GOAL OF THE EXERCISE =>
Reproduce the material from the line containing "find the gray" through the end of the material, substituting "point" for "marker" and leaving everything else unchanged.

DATASET RECORDS =>
>>

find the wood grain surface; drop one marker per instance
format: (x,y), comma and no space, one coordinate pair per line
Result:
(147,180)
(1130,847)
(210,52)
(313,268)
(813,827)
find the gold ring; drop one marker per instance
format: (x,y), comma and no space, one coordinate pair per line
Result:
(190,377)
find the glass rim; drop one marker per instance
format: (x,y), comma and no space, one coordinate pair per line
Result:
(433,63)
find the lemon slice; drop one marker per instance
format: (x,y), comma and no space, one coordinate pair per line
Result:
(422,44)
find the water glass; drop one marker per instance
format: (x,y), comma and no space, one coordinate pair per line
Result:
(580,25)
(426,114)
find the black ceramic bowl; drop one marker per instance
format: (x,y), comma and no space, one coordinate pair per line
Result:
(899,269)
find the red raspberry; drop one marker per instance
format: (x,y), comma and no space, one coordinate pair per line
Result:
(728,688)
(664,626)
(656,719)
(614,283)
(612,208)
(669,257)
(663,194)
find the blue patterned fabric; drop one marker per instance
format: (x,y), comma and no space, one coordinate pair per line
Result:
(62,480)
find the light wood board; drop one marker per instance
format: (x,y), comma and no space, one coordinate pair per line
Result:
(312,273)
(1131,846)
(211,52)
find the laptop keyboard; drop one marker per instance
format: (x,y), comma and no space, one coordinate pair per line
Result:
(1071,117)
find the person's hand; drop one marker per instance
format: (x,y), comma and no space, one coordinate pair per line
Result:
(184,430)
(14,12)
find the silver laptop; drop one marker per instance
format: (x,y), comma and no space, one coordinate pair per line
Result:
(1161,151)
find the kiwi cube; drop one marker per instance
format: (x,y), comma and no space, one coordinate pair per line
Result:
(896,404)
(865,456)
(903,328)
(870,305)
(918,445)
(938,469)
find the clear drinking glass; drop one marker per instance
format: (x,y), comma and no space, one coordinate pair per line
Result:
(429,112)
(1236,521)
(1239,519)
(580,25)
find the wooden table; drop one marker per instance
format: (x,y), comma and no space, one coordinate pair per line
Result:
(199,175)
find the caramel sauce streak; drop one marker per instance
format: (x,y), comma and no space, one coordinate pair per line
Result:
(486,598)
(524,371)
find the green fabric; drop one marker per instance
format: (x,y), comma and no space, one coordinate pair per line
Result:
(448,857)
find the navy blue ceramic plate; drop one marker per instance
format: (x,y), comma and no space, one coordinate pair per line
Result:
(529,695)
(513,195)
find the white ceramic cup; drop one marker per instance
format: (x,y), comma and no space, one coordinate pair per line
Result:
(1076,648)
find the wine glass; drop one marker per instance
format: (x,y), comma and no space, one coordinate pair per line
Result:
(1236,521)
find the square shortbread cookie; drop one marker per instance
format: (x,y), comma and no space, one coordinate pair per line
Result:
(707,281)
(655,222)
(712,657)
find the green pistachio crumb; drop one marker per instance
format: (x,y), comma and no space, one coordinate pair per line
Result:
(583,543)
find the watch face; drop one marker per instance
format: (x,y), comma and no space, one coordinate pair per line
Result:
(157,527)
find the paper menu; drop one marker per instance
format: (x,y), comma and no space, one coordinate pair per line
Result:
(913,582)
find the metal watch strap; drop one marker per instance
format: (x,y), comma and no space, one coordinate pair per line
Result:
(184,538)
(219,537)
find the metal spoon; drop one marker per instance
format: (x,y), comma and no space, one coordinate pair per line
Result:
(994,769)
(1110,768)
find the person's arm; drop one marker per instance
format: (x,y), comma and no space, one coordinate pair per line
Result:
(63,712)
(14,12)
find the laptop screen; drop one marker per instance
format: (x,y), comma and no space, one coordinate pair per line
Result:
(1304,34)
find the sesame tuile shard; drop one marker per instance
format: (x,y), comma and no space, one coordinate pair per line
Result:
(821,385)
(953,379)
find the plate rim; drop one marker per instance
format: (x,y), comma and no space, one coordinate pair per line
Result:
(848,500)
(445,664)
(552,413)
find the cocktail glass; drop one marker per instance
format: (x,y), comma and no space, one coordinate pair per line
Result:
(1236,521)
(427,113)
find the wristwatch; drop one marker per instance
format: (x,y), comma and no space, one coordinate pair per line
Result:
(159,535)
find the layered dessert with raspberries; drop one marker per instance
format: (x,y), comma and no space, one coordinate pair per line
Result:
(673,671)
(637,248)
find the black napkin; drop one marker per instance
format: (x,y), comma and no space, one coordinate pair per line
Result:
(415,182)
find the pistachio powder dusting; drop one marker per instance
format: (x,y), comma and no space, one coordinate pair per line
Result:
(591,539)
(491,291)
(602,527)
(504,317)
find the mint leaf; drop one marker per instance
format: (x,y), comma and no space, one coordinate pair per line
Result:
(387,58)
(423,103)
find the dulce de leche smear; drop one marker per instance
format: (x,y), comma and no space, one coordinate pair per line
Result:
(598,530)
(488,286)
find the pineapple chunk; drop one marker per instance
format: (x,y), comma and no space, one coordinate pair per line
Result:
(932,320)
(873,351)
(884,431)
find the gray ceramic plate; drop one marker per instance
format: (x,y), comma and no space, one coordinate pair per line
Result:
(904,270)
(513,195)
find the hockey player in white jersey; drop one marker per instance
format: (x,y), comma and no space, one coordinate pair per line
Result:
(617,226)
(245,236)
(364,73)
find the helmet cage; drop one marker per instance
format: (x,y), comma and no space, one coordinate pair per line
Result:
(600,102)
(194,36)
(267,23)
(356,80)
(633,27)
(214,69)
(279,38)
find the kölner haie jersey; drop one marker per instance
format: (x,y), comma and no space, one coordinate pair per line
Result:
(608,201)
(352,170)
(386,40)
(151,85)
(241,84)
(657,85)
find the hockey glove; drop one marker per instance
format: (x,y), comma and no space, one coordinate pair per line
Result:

<<

EXERCISE RESULT =>
find the gray ceramic plate; drop one point per instance
format: (x,y), comma and no space, one coordinate pair per line
Result:
(904,270)
(513,195)
find the hockey player in white jersey; drop one point per instance
format: (x,y), comma and no space, one coordinate pair per line
Result:
(617,226)
(245,236)
(364,73)
find the helmet cage; drop one point per instance
format: (x,y), comma and no space, one coordinate pair per line
Result:
(600,102)
(194,36)
(267,23)
(356,80)
(633,27)
(214,69)
(279,38)
find the kölner haie jersey; drop one point per instance
format: (x,y), comma and no space, one coordinate pair per line
Result:
(608,201)
(352,170)
(386,40)
(151,85)
(241,84)
(657,85)
find the hockey glove; drop one point per instance
format: (x,y), comma and no space, one coordinate pair per line
Result:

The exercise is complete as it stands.